Pick out every line in the listing below that contains the word "tree" and copy each one unchanged.

**** RECORDS TO USE ****

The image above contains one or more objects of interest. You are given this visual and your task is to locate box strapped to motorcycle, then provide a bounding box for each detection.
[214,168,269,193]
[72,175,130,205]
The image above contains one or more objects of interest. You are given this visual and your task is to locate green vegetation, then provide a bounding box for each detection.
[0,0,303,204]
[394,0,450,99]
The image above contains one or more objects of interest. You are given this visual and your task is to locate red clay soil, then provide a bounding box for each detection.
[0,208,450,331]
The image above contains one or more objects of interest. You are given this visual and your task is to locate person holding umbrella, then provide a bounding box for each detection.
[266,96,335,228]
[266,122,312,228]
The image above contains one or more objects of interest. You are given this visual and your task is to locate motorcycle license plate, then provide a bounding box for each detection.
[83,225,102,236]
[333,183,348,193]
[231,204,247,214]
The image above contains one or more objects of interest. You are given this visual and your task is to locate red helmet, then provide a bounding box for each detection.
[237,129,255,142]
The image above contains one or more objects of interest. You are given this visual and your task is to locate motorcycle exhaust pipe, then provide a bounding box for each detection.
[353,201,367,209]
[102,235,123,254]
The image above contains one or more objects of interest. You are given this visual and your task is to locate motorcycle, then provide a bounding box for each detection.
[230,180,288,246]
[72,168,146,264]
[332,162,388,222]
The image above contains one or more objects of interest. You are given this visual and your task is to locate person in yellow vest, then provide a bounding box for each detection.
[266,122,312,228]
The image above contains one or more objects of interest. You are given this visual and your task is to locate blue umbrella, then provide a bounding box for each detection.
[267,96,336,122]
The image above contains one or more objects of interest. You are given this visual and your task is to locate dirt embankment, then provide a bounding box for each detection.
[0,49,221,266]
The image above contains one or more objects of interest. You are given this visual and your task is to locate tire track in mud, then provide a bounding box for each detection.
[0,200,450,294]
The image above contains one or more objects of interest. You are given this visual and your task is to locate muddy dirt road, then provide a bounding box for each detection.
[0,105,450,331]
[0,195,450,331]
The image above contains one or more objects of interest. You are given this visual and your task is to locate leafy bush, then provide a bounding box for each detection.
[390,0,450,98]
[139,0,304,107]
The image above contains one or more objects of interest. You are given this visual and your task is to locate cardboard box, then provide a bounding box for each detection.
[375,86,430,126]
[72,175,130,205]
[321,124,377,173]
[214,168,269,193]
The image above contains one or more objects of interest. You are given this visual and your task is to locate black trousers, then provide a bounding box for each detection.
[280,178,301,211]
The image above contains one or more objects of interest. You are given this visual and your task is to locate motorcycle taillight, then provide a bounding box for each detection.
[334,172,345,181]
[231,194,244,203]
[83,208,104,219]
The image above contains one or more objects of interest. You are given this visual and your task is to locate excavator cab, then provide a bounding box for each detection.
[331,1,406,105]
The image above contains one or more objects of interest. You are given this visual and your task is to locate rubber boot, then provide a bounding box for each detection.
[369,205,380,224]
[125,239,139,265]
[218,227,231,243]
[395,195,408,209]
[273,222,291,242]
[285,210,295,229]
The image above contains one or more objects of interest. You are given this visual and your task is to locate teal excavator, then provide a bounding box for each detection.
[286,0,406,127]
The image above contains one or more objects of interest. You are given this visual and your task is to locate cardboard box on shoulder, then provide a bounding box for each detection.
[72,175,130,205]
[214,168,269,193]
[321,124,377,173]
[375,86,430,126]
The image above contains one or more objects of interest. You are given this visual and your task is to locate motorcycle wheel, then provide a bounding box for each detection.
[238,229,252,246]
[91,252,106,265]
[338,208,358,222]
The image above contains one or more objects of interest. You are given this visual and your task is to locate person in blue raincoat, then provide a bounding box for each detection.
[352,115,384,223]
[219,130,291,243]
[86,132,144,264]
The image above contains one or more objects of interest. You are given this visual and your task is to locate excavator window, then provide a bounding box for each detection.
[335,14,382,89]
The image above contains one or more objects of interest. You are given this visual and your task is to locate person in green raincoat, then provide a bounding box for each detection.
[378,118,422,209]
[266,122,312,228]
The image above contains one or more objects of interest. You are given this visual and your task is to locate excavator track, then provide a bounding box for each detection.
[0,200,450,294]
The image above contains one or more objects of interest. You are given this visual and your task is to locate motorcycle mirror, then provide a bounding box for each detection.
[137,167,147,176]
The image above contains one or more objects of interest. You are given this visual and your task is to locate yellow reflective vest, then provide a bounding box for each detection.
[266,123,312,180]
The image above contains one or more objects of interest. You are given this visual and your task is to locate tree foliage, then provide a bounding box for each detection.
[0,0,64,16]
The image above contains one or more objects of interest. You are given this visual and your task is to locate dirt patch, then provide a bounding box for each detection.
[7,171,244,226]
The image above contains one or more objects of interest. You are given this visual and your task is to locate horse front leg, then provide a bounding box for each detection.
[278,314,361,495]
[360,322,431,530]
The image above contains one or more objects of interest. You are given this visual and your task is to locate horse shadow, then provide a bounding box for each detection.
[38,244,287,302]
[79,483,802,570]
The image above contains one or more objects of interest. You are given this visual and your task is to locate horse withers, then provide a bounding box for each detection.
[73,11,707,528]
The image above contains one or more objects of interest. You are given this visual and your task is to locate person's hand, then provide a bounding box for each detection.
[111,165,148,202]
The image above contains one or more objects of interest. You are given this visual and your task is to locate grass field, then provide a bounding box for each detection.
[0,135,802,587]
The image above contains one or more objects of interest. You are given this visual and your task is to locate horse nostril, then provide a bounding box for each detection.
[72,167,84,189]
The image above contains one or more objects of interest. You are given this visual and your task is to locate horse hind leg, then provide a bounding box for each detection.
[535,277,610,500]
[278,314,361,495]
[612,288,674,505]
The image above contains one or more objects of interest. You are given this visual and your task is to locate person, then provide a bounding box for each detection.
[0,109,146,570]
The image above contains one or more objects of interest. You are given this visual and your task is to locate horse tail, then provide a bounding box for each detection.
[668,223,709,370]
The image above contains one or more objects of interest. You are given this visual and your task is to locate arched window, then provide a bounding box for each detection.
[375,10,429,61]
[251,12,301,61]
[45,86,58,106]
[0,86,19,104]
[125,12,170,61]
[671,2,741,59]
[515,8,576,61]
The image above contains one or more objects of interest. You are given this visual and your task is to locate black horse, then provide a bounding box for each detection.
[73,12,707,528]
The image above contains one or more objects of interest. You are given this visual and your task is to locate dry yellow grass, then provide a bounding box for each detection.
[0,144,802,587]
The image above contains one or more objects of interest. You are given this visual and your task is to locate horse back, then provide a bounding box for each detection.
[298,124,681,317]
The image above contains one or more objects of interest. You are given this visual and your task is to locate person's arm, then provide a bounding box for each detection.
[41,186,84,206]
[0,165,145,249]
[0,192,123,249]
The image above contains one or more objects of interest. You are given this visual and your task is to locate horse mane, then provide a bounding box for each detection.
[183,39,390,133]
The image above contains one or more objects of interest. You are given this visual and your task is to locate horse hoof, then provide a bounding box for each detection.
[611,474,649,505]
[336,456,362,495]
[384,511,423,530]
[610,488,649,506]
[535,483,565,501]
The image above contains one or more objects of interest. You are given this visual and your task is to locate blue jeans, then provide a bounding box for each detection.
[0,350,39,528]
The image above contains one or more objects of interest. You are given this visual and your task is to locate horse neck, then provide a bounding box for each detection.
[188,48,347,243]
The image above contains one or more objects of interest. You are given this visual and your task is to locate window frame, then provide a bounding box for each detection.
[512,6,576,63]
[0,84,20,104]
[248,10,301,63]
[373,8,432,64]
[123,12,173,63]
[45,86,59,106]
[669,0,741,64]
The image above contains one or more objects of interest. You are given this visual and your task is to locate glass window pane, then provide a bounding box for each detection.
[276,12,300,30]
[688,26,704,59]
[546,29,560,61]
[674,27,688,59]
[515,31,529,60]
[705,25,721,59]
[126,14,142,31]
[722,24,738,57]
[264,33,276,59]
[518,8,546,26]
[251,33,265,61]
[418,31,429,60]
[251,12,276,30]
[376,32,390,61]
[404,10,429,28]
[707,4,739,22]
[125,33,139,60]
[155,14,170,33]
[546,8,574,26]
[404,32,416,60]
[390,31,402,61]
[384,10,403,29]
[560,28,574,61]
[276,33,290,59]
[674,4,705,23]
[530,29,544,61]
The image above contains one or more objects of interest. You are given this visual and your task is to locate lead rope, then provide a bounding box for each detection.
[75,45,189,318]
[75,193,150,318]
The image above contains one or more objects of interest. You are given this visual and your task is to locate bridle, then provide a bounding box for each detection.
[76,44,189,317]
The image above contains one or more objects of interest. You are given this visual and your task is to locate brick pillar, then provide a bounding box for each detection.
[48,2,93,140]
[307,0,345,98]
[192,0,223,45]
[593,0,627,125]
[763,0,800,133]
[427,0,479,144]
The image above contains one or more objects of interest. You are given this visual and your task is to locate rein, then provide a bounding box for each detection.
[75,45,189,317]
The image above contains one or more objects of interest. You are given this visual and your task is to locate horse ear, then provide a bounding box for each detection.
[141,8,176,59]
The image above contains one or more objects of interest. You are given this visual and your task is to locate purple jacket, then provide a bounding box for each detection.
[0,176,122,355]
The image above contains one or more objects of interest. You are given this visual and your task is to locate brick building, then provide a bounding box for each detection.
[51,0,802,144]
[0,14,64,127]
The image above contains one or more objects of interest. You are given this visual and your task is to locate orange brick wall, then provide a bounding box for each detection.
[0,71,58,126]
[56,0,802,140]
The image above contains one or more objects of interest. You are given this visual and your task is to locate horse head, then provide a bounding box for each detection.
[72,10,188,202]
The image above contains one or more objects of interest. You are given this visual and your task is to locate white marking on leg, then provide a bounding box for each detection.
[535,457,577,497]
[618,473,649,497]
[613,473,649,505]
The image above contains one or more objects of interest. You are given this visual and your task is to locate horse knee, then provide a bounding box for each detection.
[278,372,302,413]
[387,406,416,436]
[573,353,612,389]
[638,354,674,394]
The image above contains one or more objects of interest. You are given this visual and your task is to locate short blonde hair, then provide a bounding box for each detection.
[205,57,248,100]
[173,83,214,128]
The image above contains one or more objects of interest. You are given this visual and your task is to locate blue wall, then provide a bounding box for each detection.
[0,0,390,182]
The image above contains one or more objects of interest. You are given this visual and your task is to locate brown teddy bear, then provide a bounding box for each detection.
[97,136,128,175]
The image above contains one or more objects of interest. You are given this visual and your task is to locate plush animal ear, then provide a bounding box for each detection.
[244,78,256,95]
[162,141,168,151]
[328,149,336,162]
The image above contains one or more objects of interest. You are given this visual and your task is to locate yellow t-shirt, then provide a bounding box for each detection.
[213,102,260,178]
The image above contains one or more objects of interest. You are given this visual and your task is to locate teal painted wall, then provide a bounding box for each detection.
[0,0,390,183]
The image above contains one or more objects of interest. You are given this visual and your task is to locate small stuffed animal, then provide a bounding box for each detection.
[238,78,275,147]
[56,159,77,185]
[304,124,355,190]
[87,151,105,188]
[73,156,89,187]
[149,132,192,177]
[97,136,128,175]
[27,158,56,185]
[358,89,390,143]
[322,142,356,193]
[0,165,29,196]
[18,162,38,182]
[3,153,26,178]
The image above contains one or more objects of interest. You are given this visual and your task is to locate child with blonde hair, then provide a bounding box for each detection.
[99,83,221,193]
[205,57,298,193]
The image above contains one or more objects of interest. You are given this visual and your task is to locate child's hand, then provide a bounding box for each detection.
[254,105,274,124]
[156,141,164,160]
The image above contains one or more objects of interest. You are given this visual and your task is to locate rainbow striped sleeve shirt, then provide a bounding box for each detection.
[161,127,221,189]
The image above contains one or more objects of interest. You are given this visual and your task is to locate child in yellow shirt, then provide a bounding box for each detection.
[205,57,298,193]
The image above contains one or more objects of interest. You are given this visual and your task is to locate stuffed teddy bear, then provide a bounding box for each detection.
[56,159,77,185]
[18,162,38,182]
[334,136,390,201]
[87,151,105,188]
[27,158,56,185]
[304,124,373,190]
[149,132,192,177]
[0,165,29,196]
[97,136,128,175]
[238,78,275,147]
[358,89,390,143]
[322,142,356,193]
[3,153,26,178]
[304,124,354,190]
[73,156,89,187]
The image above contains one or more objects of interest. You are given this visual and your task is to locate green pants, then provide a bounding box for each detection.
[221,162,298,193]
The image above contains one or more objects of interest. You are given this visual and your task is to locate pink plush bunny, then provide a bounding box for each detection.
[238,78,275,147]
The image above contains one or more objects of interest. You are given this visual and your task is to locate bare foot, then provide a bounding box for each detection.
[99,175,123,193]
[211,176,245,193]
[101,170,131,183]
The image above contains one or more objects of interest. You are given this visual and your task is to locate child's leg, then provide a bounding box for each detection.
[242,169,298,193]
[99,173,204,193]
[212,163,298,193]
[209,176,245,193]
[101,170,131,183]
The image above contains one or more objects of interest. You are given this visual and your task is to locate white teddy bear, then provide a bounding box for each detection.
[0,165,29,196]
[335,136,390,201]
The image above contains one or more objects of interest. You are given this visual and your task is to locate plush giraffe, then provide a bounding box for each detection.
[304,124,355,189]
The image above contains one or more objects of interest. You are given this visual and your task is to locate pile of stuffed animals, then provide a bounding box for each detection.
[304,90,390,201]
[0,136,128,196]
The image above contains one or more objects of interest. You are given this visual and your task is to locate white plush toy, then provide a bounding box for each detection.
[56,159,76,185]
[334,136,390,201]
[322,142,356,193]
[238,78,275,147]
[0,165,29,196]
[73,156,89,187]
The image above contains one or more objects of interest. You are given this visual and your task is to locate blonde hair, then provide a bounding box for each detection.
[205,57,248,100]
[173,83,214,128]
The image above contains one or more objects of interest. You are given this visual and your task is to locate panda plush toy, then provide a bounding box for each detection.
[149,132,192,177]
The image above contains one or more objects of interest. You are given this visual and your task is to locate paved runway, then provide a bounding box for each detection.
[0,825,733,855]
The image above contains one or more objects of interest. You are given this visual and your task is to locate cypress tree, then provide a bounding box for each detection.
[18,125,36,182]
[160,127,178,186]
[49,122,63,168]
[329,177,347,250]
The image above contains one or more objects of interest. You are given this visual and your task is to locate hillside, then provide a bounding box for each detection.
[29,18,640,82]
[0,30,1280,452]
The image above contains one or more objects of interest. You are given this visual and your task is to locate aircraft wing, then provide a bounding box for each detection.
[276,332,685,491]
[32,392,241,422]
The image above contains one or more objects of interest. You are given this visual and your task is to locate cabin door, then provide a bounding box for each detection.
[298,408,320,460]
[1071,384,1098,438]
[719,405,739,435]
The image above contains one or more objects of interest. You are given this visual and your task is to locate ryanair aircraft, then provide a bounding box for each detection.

****

RESPONSE TO THIS TASK >>
The image above contains one or more objects of interest. You are given this visual and your task is to locate tree foliage, then provide a bounding box for each detection.
The image above contains one or more objects of interest. You are given this visual and your task is to locate cypress tree, then provide a bounding box for each detection.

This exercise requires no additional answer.